>> start

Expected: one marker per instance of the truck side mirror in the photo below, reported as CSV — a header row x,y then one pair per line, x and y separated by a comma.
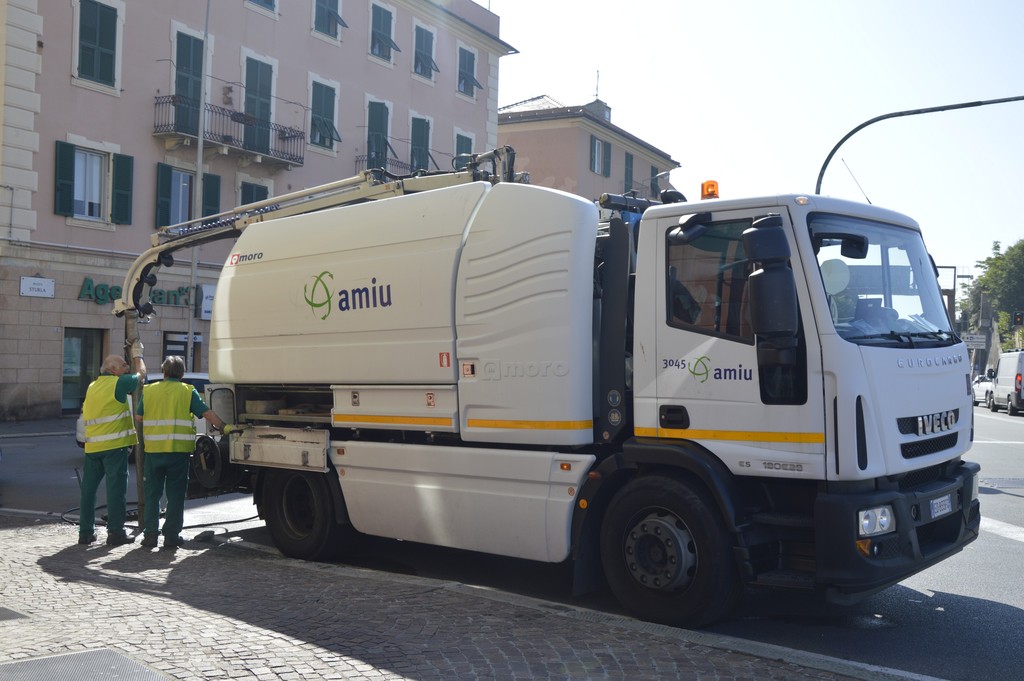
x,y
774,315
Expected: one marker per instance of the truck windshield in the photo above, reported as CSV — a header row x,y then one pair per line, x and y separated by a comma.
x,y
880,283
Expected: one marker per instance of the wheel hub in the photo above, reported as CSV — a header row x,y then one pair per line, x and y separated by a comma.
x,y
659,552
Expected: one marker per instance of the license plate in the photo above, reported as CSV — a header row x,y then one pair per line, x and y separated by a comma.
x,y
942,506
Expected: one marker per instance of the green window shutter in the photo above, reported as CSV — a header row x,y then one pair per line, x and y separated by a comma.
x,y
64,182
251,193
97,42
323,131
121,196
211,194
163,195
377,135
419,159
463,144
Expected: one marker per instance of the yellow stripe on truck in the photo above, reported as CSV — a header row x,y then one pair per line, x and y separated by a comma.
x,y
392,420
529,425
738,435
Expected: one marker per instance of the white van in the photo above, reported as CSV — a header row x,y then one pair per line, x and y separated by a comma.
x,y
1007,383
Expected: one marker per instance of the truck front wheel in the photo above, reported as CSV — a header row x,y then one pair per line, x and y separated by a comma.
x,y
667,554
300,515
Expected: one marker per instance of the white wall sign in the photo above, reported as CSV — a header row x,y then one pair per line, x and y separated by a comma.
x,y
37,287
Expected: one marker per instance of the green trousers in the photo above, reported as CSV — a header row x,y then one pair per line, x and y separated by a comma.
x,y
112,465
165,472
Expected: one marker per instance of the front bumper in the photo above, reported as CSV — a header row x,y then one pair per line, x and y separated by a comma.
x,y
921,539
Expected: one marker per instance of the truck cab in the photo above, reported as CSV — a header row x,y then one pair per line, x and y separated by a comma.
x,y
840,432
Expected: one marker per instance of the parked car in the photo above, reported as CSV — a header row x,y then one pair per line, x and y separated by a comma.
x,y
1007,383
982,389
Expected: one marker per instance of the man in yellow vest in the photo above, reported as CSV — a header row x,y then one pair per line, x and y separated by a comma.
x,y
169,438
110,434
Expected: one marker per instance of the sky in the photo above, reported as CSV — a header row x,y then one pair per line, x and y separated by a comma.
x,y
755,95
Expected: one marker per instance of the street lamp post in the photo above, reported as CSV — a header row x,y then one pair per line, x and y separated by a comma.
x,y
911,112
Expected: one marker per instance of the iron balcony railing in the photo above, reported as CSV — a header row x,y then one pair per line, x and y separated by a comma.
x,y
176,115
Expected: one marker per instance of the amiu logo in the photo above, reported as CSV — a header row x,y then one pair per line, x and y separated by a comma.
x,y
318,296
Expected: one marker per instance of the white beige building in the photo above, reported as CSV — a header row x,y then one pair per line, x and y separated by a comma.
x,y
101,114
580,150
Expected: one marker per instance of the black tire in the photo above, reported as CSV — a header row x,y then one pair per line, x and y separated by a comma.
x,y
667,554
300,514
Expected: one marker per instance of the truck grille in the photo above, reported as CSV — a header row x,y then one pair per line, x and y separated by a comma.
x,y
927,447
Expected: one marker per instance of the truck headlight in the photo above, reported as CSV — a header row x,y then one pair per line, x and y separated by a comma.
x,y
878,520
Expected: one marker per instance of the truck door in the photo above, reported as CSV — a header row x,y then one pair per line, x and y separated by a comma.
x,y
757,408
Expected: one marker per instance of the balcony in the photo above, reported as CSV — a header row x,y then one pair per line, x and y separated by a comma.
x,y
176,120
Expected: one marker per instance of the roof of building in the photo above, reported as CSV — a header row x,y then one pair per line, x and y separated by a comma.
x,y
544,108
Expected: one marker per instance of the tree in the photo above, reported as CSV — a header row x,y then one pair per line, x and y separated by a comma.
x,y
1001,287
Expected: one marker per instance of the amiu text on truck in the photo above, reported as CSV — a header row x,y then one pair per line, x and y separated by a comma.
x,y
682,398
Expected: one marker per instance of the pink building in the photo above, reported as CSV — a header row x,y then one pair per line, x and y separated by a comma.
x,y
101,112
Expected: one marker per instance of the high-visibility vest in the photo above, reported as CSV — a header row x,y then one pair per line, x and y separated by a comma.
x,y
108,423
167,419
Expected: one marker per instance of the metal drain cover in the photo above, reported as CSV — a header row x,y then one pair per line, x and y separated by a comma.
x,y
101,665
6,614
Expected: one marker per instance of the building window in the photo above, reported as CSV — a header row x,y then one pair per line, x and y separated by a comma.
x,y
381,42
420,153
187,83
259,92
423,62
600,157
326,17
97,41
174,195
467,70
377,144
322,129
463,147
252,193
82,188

>> end
>> start

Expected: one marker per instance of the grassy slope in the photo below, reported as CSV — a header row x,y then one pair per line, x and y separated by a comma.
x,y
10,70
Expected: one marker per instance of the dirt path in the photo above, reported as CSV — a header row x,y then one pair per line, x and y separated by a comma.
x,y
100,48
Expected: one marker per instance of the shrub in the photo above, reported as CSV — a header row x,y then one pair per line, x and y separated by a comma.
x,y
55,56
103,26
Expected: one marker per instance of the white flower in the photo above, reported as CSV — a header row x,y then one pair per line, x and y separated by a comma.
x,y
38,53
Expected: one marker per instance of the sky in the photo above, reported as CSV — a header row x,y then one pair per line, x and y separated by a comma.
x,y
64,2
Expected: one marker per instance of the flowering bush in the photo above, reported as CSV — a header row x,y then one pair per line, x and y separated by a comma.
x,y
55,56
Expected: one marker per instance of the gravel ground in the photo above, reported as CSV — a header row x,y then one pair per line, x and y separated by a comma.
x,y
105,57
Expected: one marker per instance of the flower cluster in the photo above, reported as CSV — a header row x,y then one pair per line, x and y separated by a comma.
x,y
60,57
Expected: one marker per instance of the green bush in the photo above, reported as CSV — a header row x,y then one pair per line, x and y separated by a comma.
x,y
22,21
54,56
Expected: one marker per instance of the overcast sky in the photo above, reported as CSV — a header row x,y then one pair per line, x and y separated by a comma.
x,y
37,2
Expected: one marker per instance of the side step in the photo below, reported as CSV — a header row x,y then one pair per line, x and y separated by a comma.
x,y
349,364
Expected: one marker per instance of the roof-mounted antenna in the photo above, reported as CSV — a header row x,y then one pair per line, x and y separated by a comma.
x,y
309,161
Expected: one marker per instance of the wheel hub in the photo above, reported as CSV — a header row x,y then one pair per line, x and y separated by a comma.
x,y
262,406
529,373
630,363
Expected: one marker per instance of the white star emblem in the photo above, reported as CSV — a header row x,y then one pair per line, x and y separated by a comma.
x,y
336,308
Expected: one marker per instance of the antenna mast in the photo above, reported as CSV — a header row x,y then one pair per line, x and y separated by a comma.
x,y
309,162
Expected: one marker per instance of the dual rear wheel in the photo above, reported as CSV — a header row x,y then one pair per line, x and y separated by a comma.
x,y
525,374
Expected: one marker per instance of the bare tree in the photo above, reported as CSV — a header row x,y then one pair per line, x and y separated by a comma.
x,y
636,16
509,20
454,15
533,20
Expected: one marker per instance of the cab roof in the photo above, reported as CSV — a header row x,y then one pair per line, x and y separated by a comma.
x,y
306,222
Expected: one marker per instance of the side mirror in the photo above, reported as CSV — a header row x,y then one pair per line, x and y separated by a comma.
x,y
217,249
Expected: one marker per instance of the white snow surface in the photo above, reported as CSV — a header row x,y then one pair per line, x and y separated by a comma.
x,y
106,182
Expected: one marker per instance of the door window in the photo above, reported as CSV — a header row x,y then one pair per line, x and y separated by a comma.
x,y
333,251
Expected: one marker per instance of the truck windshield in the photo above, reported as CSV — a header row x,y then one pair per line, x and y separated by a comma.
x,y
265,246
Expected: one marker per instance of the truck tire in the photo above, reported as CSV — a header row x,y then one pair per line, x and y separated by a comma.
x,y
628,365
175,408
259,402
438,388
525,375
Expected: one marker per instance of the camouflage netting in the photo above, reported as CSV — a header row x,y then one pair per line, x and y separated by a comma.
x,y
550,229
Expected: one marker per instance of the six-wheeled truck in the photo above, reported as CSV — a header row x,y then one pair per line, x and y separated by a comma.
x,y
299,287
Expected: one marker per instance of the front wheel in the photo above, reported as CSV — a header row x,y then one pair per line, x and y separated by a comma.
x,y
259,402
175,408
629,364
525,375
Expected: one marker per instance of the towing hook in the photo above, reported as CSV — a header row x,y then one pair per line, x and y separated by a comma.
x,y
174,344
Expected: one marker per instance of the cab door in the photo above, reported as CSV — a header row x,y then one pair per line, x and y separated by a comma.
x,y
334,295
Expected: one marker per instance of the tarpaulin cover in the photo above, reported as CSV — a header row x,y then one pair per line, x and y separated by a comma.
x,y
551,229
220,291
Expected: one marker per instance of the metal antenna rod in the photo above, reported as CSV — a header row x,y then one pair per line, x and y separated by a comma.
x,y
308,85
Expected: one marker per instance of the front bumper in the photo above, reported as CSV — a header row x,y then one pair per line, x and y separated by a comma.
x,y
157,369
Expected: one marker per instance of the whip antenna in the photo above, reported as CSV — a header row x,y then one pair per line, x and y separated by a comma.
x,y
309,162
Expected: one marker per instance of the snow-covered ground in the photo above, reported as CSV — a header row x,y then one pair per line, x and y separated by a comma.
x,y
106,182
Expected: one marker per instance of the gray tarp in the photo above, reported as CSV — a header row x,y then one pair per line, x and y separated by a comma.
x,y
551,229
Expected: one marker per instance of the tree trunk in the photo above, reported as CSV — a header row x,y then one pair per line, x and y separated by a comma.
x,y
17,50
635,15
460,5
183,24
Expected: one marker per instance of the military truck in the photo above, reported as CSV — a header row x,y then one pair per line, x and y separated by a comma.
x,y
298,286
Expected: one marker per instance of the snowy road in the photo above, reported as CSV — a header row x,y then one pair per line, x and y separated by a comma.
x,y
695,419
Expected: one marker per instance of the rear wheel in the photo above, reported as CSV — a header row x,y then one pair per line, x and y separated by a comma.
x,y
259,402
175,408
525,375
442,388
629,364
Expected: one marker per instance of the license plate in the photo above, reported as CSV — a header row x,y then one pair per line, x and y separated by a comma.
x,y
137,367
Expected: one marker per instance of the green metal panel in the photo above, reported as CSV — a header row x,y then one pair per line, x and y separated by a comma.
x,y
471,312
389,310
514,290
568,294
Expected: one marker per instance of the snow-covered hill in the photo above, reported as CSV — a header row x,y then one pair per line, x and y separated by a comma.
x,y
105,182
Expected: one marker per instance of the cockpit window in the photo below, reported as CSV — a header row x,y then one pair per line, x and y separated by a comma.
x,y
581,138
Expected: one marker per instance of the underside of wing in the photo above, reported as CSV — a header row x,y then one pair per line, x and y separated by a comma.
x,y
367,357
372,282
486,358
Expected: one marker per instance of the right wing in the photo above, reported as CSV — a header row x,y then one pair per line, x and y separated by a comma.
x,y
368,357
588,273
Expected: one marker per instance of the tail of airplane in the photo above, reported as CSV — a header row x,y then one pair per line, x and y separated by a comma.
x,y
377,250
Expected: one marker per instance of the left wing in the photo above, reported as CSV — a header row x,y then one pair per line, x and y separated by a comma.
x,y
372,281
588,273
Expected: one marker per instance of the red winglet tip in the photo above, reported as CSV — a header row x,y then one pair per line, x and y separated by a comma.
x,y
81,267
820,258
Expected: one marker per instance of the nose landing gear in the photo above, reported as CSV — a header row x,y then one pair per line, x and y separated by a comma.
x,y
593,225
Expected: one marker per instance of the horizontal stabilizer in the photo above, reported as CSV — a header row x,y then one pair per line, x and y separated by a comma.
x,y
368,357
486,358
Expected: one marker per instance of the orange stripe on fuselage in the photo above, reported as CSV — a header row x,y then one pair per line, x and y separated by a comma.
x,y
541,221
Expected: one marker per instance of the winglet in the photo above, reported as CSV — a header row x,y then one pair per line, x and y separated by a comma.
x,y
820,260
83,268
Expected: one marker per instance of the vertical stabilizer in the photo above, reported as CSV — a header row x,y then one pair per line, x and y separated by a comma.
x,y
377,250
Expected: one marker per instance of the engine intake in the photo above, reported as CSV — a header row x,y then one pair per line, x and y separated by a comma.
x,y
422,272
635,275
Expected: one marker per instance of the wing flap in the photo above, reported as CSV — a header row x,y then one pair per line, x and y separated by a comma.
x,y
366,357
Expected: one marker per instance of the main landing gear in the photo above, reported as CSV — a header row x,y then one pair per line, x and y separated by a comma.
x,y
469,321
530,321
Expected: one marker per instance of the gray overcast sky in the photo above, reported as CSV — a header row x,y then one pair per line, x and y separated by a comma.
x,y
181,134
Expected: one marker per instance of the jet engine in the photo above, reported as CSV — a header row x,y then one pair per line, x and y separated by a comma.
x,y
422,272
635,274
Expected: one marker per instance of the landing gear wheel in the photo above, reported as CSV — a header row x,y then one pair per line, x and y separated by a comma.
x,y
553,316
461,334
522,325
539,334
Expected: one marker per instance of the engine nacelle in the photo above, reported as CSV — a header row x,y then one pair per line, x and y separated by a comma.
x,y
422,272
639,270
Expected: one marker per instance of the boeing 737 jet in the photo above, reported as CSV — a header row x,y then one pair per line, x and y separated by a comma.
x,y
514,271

>> end
>> start

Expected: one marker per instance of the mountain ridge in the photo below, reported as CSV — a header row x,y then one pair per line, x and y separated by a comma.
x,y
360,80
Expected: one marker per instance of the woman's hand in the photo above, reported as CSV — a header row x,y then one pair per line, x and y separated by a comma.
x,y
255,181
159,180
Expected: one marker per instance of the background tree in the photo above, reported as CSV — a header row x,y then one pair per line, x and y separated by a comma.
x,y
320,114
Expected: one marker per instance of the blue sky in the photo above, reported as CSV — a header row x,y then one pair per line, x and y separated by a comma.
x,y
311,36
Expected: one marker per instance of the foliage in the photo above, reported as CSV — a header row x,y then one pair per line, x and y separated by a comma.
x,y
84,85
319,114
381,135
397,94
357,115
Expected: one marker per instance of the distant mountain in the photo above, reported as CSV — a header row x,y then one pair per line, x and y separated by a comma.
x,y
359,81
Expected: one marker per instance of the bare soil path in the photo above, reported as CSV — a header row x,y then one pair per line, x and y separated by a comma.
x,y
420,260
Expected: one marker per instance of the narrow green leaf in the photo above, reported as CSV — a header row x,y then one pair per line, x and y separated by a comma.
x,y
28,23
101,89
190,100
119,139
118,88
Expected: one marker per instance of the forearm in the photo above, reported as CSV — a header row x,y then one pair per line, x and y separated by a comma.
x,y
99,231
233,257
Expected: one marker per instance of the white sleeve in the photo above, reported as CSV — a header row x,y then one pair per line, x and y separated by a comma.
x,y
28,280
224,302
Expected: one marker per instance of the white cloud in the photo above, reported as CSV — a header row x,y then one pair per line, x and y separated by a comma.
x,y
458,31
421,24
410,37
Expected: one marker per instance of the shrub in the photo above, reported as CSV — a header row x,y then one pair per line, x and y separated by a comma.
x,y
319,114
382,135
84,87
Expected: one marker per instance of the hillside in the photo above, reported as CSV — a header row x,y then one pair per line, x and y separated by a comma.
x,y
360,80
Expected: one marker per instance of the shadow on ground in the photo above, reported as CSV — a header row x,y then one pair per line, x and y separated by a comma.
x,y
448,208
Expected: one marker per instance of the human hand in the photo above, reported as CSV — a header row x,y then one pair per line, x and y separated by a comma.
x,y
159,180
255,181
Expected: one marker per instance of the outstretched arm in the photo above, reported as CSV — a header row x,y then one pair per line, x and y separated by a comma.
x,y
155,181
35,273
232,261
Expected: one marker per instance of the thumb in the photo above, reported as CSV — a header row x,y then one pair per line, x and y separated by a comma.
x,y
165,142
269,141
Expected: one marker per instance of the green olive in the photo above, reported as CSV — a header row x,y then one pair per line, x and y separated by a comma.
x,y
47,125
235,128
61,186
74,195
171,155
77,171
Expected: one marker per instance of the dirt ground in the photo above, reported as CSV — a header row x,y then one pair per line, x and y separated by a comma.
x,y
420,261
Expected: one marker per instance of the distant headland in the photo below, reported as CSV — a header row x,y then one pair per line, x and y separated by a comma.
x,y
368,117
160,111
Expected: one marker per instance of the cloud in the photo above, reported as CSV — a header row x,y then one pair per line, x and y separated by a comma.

>> end

**GOAL OF THE EXERCISE**
Locate every line in the listing above that contains the word "balcony" and copy each of those lines.

**EXPECTED OUTPUT**
Expected: one marker per instance of the iron balcony railing in the photo above, reported as CSV — a header row x,y then one pair per line, x and y separated by a comma.
Expected: one marker per instance of the balcony in the photo above, reported as CSV — a header row x,y then one pair per line, x and y separated by a comma.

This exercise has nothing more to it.